» What you should do
Reproduce the listing below word for word, with no pictures.

▬▬▬▬▬▬

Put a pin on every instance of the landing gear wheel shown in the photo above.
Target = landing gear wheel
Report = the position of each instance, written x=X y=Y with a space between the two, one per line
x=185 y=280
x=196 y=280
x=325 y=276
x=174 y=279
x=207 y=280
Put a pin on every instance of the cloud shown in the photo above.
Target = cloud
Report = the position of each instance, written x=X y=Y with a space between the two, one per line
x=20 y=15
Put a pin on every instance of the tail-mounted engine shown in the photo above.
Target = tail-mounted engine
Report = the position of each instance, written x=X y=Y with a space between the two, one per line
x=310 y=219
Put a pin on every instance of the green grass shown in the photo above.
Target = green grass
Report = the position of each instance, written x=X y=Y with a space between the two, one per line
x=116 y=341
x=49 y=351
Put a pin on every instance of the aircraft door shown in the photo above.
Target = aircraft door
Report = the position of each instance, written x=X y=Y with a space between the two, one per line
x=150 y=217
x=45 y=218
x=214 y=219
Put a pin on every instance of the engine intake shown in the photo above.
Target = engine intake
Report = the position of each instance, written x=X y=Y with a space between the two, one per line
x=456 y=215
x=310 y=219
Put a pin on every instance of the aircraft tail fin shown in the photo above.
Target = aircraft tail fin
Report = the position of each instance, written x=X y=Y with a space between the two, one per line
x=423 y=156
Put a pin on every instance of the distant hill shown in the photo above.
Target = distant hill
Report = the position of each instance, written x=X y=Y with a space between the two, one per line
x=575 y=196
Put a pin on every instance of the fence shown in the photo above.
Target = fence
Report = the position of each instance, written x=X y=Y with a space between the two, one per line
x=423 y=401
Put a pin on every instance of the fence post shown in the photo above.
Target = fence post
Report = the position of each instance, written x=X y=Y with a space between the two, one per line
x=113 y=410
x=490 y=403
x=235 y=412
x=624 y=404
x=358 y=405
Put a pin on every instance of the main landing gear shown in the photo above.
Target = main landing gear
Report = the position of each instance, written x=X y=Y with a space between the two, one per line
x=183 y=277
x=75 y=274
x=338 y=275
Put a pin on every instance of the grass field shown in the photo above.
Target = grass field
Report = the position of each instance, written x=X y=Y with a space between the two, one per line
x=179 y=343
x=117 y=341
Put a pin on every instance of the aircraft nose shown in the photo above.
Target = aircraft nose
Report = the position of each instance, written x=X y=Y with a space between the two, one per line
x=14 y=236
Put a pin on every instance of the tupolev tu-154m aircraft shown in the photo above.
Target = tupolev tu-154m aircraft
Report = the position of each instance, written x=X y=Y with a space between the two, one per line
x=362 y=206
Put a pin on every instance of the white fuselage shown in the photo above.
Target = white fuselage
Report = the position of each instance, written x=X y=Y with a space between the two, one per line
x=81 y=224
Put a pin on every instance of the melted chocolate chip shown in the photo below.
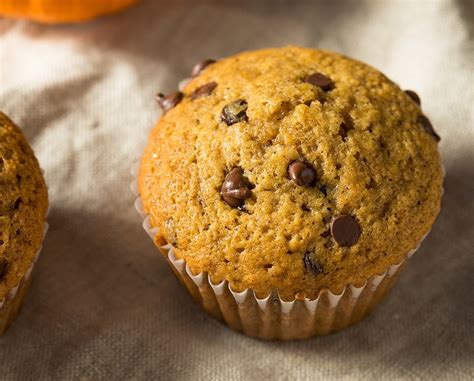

▬▬▬▬▬▬

» Output for this exercise
Put a pin on every instance of the landing gear wheel shown in the photo above.
Target = landing gear wheel
Report = the position of each instance, written x=X y=Y with a space between the two, one per line
x=185 y=280
x=196 y=280
x=325 y=276
x=174 y=279
x=207 y=280
Put a pin on every instance of the cloud shown in the photo above.
Target = cloud
Report = the position of each instance, written x=X y=Y with a space between the two, one per line
x=20 y=15
Put a pin on every instance of the tail-mounted engine shown in the photo above.
Target = tail-mounted engine
Report = the position of each instance, written x=X y=Y with a space between the two, one per line
x=310 y=219
Put a pin on every instance of the green grass shown in the photo above.
Target = green grass
Report = the position of each instance, written x=X y=Y with a space between the two, one per line
x=116 y=341
x=49 y=351
Put a pin on every instance of the aircraft door shown in the photo above.
Target = aircraft door
Report = the position of each instance, written x=X y=Y with a space between the two, one per line
x=150 y=217
x=45 y=218
x=214 y=219
Put a pin on every instance of the engine intake shown in the photo above.
Target = engine intake
Report = the position of each instance, written x=X y=Y with a space between the two, one per line
x=456 y=215
x=310 y=219
Put a pin on every instance of the aircraft tail fin shown in the photo above.
Target = aircraft tail fin
Report = the position of each instance, written x=X y=Y with a space between the two, one per line
x=423 y=156
Put a pin on every instance of the distant hill shown in the photo above.
Target = distant hill
Report = the position of each instance, written x=X y=Y with a space between the two, one per line
x=575 y=196
Put a pin on every instance of the fence shown in the photo above.
Target = fence
Report = the position of each instance, written x=X y=Y with a space between the two, one per line
x=423 y=401
Put a pin on every instance of the fence post shown in the photo above.
Target = fence post
Report = the position of each instance, written x=X y=Y with a space between the two, one per line
x=113 y=410
x=490 y=403
x=235 y=412
x=624 y=404
x=358 y=405
Put a pin on every instance of the main landing gear shown in the photo above.
Target = main landing gear
Report = the position of each instance, written x=X y=Y with a space between the two, one per line
x=183 y=277
x=75 y=274
x=338 y=275
Put a pin on every instance of the grass field shown in the photo above.
Target = grass field
Report = the position of each instance, written x=X y=Y with a space between the two, one per line
x=179 y=343
x=117 y=341
Put a pin on every instance of the aircraft nose shown in the photo above.
Target = aircraft nose
Report = the position of each instance, written x=X y=Y with a space between the two, one per line
x=14 y=236
Put a pin on every instance of the tupolev tu-154m aircraft shown in the photo above.
Target = tupolev tu-154m aircraft
Report = the position of each instance, written x=X y=Y with a space between the two, one per line
x=362 y=206
Put a pin on every instance of the white fuselage shown in the photo above.
Target = white fuselage
Report = the position of each instance, written x=X y=Y with a space between the two, one per line
x=81 y=224
Put a pin on every instance of the melted chocolate chip shown in the photo below.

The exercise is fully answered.